◆ **Dataset excerpts**:
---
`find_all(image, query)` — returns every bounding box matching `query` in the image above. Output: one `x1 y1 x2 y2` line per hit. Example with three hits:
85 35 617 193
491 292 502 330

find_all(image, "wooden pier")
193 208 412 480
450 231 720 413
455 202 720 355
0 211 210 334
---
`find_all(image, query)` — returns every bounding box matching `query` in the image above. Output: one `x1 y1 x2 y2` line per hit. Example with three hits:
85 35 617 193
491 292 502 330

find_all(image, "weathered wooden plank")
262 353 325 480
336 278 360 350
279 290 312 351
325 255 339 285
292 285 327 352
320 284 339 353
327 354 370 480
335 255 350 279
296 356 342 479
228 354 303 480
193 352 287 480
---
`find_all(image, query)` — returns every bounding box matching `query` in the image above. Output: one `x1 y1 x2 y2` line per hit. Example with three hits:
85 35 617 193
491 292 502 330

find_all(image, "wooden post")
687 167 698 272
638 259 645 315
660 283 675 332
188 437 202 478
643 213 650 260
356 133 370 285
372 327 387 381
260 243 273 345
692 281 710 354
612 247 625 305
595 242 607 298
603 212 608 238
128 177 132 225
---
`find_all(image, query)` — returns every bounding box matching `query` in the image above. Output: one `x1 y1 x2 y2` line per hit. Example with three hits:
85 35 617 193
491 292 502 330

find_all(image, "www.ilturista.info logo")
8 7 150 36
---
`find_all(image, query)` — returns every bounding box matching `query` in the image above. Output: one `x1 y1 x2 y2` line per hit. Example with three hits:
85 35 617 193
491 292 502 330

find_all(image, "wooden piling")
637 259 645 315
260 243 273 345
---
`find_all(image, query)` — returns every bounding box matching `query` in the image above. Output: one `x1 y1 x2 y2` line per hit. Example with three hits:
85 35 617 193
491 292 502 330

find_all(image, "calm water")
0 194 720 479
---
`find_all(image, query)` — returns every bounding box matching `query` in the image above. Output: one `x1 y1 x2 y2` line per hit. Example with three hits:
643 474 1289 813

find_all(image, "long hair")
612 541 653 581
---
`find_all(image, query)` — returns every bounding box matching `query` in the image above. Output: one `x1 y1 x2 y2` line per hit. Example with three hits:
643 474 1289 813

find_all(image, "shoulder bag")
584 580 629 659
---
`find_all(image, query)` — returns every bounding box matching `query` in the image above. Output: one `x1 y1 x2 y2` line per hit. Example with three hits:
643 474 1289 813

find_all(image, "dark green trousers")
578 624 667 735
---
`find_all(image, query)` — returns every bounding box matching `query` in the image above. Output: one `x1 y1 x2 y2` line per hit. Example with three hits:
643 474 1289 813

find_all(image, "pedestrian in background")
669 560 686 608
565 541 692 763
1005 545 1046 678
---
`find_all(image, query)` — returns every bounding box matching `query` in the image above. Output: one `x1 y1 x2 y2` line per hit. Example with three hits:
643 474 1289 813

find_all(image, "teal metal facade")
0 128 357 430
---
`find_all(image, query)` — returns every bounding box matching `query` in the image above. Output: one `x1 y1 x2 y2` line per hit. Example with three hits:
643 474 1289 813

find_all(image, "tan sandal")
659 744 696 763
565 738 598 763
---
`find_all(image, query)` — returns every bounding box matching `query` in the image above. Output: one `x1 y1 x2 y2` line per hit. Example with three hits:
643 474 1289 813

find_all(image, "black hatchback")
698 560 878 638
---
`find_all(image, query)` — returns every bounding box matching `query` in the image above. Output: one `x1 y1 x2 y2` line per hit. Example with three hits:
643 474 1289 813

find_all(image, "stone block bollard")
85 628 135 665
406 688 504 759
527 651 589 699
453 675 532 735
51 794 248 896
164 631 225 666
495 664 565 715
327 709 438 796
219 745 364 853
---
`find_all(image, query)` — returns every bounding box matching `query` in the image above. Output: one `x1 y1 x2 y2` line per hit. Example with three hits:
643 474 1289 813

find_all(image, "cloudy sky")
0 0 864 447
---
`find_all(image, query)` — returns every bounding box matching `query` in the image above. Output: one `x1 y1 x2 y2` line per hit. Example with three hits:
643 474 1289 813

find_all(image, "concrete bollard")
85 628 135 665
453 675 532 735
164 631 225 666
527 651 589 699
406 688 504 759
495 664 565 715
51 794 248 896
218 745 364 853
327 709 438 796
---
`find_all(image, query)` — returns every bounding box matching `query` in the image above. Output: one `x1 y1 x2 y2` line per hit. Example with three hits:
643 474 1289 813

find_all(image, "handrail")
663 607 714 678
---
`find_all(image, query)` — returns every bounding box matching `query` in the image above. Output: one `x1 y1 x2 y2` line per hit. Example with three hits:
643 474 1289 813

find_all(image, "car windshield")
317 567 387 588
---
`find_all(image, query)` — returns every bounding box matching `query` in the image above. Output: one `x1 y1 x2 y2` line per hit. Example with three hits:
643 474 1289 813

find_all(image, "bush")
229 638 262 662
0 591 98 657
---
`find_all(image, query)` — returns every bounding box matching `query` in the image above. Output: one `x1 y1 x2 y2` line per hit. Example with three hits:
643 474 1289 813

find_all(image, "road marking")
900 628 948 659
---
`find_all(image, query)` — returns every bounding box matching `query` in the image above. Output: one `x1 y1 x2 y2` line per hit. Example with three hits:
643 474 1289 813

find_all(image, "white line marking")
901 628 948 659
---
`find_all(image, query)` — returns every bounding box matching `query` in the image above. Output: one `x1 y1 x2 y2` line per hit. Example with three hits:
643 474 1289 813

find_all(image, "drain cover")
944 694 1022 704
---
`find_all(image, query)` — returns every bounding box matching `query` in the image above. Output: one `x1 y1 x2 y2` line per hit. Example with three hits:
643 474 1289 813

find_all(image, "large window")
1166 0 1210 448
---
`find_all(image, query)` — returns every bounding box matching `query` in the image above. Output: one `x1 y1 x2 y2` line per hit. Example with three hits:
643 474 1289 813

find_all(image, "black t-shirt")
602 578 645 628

◆ **What needs to be done**: Gather every line above that includes the word "marking", and copy each one in full.

◆ **Written reply**:
find_all(image, "road marking")
find_all(image, "white line marking")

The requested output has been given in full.